## [Objective 1]
Rewrite the paragraph in the Parquet compression thread below that begins "One more question please" in fewer words, keeping its main points.
## [Objective 2]
Carry on the Parquet compression thread from its final line.

## [Selection]
Re: achieving better compression with Parquet

Kirill Safonov Wed, 16 Mar 2016 01:08:47 -0700

Antwins,

Typical query for us is something like ‘Select events where [here come 
attributes constraints] and timestamp > 2016-03-16 and timestamp < 2016-03-17’, 
that’s why I’m asking if this query can benefit from timestamp ordering.


> On 16 Mar 2016, at 03:03, Antwnis <[email protected]> wrote:
> 
> Kirill,
> 
> I would think that if such a capability is introduced it should be
> `optional` as depending on your query patterns it might make more sense to
> sort on another column.
> 
> On Tue, Mar 15, 2016 at 10:18 PM, Kirill Safonov <[email protected]>
> wrote:
> 
>> Thanks Ryan,
>> 
>> One more question please: as we’re going to store timestamped events in
>> Parquet, would it be beneficial to write the files chronologically sorted?
>> Namely, will the query for the certain time range over the time-sorted
>> Parquet file be optimised so that irrelevant portion of data is skipped and
>> no "full scan" is done?
>> 
>> Kirill
>> 
>>> On 14 Mar 2016, at 22:00, Ryan Blue <[email protected]> wrote:
>>> 
>>> Adding int64-delta should be weeks. We should also open a bug report for
>>> that line in Spark. It should not fail if an annotation is unsupported.
>> It
>>> should ignore it.
>>> 
>>> On Mon, Mar 14, 2016 at 10:11 AM, Kirill Safonov <
>> [email protected]>
>>> wrote:
>>> 
>>>> Thanks for reply Ryan,
>>>> 
>>>>> For 2, PLAIN/gzip is the best option for timestamps right now. The
>> format
>>>>> 2.0 encodings include a delta-integer encoding that we expect to work
>>>> really well for timestamps, but that hasn't been committed for int64
>> yet.
>>>> 
>>>> Is there any ETA on when it can appear? Just the order e.g. weeks or
>>>> months?

## [Supplied data]
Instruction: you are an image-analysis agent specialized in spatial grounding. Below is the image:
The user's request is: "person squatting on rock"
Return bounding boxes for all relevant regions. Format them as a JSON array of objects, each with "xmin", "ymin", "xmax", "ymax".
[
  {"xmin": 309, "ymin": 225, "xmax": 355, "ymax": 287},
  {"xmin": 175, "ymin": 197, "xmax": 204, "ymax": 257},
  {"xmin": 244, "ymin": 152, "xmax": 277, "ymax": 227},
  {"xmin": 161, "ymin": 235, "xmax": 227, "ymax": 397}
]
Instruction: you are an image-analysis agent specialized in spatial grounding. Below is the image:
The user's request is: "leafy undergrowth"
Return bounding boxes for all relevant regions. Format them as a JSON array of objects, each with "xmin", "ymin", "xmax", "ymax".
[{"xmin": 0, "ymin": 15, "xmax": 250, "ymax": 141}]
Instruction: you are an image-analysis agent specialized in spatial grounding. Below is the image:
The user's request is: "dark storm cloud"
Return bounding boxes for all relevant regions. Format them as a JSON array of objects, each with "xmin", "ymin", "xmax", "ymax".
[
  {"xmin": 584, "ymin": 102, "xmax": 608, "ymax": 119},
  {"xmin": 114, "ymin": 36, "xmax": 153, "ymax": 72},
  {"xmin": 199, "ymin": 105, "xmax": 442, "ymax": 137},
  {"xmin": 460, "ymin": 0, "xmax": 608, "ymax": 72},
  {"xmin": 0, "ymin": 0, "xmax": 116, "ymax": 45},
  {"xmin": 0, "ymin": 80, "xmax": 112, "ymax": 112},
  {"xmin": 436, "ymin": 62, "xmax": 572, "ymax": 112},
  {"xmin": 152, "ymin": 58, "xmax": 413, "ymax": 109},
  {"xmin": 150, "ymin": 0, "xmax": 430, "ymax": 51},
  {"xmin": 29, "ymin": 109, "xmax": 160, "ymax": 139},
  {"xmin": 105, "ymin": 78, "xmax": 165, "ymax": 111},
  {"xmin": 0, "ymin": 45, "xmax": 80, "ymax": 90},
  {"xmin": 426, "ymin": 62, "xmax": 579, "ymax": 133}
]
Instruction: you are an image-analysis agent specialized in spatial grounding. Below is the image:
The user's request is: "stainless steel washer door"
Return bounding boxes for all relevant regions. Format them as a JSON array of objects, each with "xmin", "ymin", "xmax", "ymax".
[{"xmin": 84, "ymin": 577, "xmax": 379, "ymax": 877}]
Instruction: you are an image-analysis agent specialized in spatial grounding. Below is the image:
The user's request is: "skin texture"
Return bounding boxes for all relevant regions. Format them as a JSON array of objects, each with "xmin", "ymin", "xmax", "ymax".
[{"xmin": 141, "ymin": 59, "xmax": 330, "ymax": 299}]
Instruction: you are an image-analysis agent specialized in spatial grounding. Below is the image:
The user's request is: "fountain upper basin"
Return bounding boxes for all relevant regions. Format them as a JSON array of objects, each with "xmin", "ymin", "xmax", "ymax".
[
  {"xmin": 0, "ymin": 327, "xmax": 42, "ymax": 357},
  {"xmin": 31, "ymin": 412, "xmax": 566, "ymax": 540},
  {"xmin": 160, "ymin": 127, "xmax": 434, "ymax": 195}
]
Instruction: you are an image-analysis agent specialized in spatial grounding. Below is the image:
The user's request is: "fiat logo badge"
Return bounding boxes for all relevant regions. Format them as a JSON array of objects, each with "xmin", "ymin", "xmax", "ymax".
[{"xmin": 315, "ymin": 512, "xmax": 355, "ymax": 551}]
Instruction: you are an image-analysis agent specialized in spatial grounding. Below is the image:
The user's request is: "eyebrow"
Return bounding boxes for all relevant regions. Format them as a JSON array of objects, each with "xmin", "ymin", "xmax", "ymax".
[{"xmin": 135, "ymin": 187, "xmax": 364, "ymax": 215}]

## [Expected output 1]
Since timestamped events will be stored in Parquet, would it help to write the files sorted by time? In particular, would a time-range query over a time-sorted file be optimized to skip irrelevant data rather than doing a full scan?

## [Expected output 2]
>>>> 
>>>>> Also, it should be safe to store timestamps as int64 using the
>>>> TIMESTAMP_MILLIS annotation.
>>>> 
>>>> Unfortunately this is not the case for us as the Parquet complains with
>>>> "Parquet type not yet supported" [1].
>>>> 
>>>> Thanks,
>>>> Kirill
>>>> 
>>>> [1]:
>>>> 
>>>> 
>> https://github.com/apache/spark/blob/master/sql/core/src/main/scala/org/apache/spark/sql/execution/datasources/parquet/CatalystSchemaConverter.scala#L161
>>>> 
>>>> -----Original Message-----
>>>> From: Ryan Blue [mailto:[email protected]]
>>>> Sent: Monday, March 14, 2016 7:44 PM
>>>> To: Parquet Dev
>>>> Subject: Re: achieving better compression with Parquet
>>>> 
>>>> Kirill,
>>>> 
>>>> For 1, the reported size is just the data size. That doesn't include
>> page
>>>> headers, statistics, or dictionary pages. You can see the size of the
>>>> dictionary pages in the dump output, which I would expect is where the
>>>> majority of the difference is.
>>>> 
>>>> For 2, PLAIN/gzip is the best option for timestamps right now. The
>> format
>>>> 2.0 encodings include a delta-integer encoding that we expect to work
>>>> really well for timestamps, but that hasn't been committed for int64
>> yet.
>>>> 
>>>> Also, it should be safe to store timestamps as int64 using the
>>>> TIMESTAMP_MILLIS annotation. That's just a way to keep track of what the
>>>> values you write represent. When there isn't specific support for it,
>> you
>>>> should just get an int64. Using that annotation should give you the
>> exact
>>>> same behavior as not using it right now, but when you update to a
>> version
>>>> of Spark that supports it you should be able to get timestamps out of
>> your
>>>> existing data.
>>>> 
>>>> rb
>>>> 
>>>> On Mon, Mar 7, 2016 at 3:29 PM, Kirill Safonov <
>> [email protected]>
>>>> wrote:
>>>> 
>>>>> Thanks for the hint Ryan!
>>>>> 
>>>>> I applied the tool to the file and I’ve got some more questions if you
>>>>> don’t mind :-)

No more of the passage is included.